-------- Records to use --------

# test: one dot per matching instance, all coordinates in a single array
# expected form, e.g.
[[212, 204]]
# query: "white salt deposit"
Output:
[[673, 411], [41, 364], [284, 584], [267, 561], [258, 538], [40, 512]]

--------

» What the task requires
Change "white salt deposit" to "pale salt crust" throughout the items and reproduce them with everything else untouched.

» Exercise answer
# test: one dot per matching instance, all coordinates in a single array
# expected form, e.g.
[[212, 204]]
# query: "pale salt crust"
Output:
[[673, 411], [41, 364], [284, 584], [267, 561], [258, 538], [40, 512]]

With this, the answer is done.